▸ Task requirements
Copy every item below word for word, leaving out the pictures.

▸ Stored records
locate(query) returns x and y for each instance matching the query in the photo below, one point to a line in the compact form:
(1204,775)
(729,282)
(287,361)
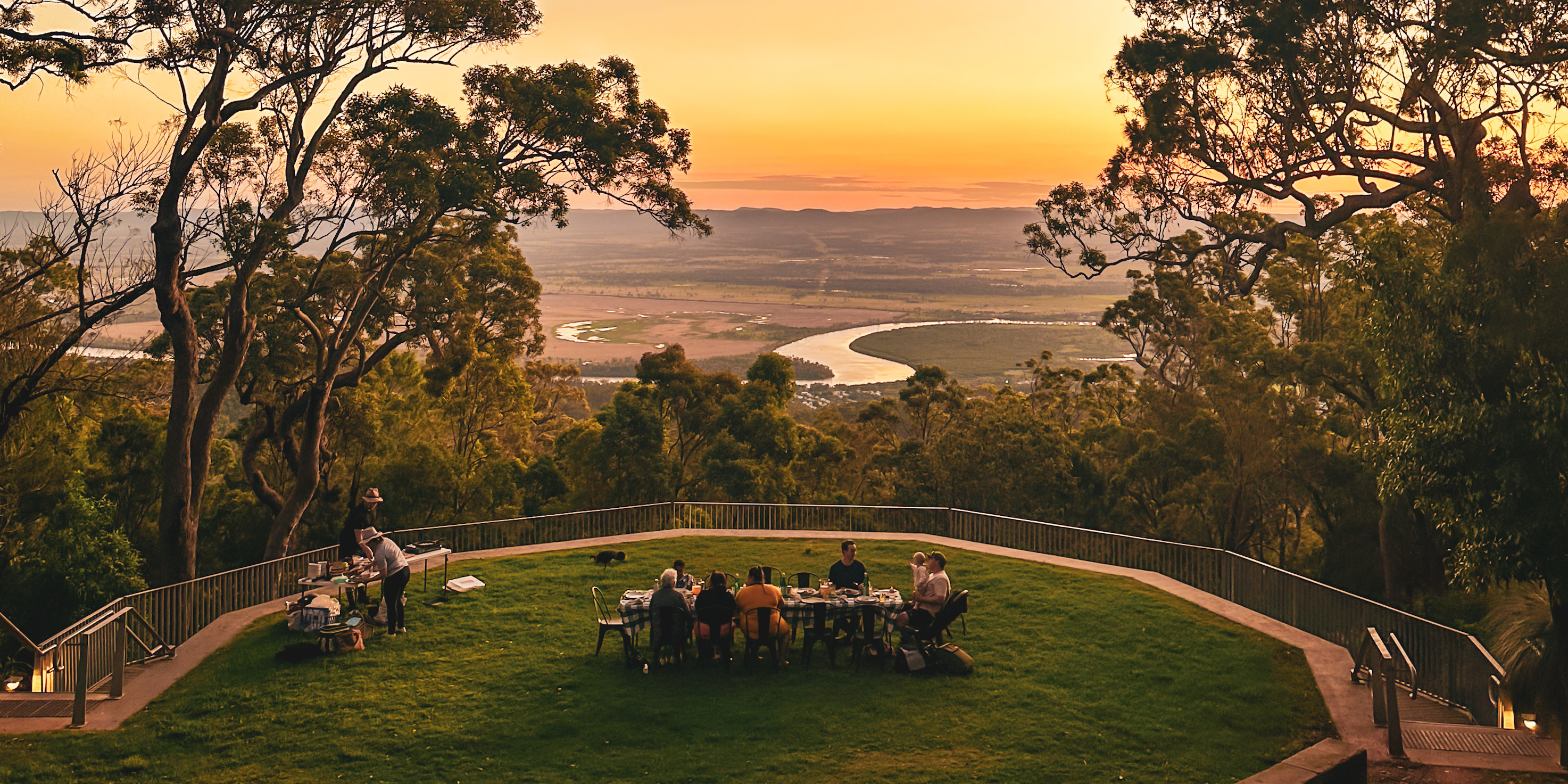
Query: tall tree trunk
(1385,544)
(176,526)
(306,474)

▸ Complete output
locate(query) returns x and y for each instance matching the query in the photo below, one point to a line in the compact form:
(1204,775)
(729,282)
(287,361)
Query: tall tree trunk
(1385,544)
(176,526)
(306,474)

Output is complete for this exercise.